Records provided:

§

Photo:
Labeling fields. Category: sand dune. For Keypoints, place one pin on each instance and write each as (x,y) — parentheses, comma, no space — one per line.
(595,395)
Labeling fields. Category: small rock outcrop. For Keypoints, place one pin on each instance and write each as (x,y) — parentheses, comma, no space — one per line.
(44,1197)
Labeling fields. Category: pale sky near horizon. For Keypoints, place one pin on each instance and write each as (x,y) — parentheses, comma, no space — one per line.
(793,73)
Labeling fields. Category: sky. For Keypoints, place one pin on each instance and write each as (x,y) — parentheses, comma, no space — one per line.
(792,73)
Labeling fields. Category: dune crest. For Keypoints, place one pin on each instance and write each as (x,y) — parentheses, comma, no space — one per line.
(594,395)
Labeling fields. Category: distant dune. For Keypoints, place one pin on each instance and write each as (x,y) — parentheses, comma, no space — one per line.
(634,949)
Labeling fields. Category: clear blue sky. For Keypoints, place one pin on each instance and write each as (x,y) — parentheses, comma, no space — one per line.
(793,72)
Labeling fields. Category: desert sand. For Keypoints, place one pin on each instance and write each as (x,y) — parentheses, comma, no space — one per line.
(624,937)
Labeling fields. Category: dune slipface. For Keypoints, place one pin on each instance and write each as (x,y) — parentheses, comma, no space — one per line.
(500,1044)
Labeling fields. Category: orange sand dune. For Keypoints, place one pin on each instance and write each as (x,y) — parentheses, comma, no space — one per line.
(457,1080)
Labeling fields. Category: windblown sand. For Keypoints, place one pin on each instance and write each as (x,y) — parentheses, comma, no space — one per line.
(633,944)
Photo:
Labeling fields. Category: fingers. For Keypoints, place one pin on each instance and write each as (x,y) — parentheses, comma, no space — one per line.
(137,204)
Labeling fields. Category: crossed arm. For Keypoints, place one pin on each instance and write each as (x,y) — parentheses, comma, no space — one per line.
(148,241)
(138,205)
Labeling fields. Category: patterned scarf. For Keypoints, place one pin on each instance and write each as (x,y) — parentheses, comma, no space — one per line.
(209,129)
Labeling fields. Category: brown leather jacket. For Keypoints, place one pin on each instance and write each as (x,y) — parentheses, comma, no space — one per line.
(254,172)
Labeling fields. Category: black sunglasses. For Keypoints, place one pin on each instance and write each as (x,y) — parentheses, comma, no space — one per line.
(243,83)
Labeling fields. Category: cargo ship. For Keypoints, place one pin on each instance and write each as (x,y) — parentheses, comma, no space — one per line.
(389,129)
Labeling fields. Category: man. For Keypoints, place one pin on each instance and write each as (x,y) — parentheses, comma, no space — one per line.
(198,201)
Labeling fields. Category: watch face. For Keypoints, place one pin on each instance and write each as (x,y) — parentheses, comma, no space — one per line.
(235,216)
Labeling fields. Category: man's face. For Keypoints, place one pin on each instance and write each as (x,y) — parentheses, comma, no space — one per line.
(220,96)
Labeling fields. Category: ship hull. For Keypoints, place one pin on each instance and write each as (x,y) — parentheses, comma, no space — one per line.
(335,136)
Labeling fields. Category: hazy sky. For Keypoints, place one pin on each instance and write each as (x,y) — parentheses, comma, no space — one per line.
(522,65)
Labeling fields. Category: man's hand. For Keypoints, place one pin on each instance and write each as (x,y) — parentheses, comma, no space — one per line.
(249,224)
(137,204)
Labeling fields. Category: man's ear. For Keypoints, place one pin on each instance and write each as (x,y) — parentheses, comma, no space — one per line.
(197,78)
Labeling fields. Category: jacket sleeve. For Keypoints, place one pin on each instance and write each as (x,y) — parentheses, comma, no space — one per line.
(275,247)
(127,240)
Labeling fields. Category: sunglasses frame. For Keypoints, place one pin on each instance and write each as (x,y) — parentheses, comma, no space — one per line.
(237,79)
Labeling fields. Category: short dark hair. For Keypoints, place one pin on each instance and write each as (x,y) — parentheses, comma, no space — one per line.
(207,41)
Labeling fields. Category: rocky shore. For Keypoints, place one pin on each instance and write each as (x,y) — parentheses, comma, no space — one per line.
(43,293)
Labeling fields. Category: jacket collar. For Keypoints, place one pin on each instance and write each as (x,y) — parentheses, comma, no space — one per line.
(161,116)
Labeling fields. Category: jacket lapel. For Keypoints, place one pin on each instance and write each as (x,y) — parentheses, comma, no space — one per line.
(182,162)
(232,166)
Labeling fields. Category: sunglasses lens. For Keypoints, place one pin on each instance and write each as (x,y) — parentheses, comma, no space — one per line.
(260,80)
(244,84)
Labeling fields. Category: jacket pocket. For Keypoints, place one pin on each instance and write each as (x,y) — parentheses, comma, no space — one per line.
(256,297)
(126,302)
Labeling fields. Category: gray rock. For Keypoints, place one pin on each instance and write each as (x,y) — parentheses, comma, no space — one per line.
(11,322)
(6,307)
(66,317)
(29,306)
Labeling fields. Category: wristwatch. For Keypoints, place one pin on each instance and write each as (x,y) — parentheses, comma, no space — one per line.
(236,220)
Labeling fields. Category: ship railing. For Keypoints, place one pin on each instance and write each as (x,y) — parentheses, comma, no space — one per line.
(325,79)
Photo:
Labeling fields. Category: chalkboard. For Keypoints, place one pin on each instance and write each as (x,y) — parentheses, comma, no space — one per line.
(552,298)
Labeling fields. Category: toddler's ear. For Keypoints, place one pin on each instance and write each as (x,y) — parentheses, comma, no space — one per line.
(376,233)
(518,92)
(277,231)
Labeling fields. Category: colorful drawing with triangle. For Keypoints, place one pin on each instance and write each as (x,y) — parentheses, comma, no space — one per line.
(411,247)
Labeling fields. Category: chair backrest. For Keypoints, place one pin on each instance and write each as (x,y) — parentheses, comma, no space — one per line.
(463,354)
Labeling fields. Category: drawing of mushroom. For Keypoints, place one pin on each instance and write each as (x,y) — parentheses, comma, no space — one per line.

§

Short problem:
Give the rows from the one containing "Labeling fields. Category: colorful" up to and including the last row as a numbered list, with blank lines left out.

Solved problem:
1. Labeling fields. Category: colorful drawing with triangle. For Keypoints, place one pin on each instance and write each as (x,y) — parentheses, comma, no space — one per line.
2. (411,247)
3. Labeling fields. Category: chair backrest. For Keypoints, place one pin on each instance and write each as (x,y) — parentheses, comma, no space — one per line.
4. (463,354)
5. Labeling fields. Category: drawing of mushroom. For Keypoints, place one pin on each instance and write each as (x,y) — parentheses, comma, no space — one per line.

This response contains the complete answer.